_PAGE EXCERPT_.
* Begin *

[IAU logo]

[URSI logo]

[Karl Jansky at his antenna]
Jansky and his antenna. NRAO/AUI image

[Reber's Wheaton antenna]
Reber's Wheaton antenna. NRAO/AUI image

[Dover Heights]
Dover Heights. Photo supplied by Wayne Orchiston

[4C telescope]
4C telescope. NRAO/AUI image

[Ewen and horn antenna]
Ewen and the horn antenna, Harvard, 1951. Photo supplied by Ewen

[Dwingeloo, 1956]
Dwingeloo, 1956. ASTRON image

[Jocelyn Bell Burnell and Cambridge antenna used in pulsar discovery]
Jocelyn Bell Burnell and Cambridge antenna used in pulsar discovery. Bell Burnell image

[Lovell Telescope at Jodrell Bank]
Lovell Telescope at Jodrell Bank. Image © Anthony Holloway

[Wilson, Penzias, and Bell Labs horn antenna]
Wilson, Penzias, and Bell Labs horn antenna. Bell Labs image

[6-m Millimeter Radio Telescope in Mitaka, Japan]
6-m Mm Telescope in Mitaka, Japan. NAOJ image

Malcolm Walmsley
Malcolm Walmsley Photo courtesy of Prof. Karl Menten)

* End *

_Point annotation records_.

* Begin *

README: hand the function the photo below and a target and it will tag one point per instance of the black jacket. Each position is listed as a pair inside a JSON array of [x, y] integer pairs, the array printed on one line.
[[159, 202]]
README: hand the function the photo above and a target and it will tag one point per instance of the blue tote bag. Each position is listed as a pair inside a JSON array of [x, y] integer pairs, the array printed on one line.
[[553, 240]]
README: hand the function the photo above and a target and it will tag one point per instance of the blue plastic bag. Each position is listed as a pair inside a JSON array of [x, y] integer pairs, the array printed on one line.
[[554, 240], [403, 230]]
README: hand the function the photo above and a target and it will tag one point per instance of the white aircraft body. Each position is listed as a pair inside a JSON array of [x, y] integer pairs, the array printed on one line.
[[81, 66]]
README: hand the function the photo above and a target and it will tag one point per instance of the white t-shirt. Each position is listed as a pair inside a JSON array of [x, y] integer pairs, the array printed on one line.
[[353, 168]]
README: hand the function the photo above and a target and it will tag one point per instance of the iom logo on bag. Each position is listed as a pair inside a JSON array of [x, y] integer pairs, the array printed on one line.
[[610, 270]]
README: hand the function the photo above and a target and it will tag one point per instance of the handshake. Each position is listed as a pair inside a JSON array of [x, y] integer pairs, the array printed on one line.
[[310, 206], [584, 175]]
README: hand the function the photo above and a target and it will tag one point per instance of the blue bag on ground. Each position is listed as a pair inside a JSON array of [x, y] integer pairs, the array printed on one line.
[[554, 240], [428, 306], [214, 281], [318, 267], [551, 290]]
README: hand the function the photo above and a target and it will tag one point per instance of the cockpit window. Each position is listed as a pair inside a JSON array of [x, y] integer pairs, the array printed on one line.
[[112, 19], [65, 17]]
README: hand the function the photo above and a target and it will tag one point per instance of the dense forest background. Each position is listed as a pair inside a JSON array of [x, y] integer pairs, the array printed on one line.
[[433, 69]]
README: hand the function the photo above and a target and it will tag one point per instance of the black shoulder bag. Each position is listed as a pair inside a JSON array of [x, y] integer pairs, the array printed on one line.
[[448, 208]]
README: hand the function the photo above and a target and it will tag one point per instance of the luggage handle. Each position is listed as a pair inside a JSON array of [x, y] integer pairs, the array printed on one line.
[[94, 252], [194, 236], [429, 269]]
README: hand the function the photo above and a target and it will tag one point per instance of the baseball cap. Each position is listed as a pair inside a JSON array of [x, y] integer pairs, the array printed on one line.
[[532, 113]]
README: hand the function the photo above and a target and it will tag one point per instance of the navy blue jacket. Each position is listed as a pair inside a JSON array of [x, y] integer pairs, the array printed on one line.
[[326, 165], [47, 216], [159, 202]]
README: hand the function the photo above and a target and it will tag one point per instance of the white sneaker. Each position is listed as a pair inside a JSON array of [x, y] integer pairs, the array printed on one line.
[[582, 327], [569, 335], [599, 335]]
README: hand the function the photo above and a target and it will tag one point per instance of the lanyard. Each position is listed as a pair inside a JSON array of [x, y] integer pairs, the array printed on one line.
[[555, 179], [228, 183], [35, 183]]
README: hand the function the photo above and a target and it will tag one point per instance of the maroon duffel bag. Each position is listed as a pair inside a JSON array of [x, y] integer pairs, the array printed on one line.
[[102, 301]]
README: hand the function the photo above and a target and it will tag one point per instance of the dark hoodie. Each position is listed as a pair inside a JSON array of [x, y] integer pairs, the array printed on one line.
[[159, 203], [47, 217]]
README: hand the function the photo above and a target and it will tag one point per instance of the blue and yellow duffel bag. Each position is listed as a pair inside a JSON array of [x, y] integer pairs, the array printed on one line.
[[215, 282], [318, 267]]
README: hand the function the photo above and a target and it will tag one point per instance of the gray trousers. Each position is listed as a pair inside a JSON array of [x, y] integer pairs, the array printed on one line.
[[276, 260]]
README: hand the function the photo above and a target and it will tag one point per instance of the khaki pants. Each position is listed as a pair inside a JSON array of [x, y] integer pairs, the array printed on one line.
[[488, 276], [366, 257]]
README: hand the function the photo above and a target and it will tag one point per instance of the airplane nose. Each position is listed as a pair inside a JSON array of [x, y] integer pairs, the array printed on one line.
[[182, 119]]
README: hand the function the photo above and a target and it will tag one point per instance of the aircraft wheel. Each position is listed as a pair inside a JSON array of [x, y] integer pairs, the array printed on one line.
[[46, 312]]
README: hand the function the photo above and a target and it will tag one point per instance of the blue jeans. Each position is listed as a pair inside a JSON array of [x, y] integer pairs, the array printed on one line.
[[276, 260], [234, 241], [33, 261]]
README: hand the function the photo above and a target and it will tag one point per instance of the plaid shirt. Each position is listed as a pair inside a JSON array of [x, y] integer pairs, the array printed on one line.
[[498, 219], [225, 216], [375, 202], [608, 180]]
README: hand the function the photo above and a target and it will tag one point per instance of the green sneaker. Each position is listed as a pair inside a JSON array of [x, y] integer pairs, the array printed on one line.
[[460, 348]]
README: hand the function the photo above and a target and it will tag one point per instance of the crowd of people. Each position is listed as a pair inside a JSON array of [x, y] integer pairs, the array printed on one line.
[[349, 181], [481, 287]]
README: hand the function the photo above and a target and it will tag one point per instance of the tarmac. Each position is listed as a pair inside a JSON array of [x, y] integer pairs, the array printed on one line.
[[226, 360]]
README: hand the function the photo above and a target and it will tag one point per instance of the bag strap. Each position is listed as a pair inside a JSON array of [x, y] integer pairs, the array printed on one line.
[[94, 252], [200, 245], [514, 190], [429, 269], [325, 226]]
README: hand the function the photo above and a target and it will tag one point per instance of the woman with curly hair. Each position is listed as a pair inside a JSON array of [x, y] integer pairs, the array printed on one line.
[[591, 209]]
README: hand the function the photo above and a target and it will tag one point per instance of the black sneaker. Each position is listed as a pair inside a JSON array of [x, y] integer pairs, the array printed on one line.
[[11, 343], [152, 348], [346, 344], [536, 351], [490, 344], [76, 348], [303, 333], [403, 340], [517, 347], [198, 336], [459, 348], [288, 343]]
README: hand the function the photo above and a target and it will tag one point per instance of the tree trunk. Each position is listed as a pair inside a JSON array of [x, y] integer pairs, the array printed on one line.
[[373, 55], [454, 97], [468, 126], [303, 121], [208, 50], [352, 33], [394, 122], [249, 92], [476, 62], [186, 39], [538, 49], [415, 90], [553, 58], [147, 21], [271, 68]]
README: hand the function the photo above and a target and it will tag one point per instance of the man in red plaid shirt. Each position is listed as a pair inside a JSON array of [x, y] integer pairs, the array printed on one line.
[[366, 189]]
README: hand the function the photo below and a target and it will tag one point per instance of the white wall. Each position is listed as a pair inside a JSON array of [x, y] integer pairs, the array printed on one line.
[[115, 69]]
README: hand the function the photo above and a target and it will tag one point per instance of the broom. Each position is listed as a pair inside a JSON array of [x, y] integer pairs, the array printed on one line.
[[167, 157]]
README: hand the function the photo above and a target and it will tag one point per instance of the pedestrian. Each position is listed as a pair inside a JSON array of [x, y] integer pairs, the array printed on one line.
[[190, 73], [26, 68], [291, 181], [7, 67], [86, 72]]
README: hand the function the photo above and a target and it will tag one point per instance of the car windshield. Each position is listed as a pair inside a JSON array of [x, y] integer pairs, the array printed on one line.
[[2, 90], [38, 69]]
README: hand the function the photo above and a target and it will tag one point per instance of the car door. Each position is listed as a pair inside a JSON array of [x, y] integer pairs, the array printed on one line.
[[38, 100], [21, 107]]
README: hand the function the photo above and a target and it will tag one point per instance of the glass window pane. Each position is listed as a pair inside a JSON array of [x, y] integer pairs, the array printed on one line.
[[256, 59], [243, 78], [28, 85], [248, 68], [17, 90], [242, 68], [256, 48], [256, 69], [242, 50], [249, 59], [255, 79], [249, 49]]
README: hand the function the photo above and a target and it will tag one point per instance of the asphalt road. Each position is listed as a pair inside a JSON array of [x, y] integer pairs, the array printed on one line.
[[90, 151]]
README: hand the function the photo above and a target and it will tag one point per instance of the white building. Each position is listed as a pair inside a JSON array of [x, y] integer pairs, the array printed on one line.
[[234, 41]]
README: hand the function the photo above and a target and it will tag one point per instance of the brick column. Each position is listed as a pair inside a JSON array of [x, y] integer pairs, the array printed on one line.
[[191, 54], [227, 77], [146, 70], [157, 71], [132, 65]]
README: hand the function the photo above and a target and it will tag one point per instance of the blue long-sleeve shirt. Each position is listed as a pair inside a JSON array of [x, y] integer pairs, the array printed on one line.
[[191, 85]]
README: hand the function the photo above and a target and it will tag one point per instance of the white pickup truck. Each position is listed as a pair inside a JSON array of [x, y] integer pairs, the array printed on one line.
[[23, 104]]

* End *

_WHAT THIS TASK INVOLVES_.
Answer these questions using the radio astronomy caption list:
(a) What year does the caption for Ewen and the horn antenna at Harvard give?
(b) Who supplied the photo of Dover Heights?
(c) Where is the 6-m millimeter telescope located?

_FINAL RESULT_.
(a) 1951
(b) Wayne Orchiston
(c) Mitaka, Japan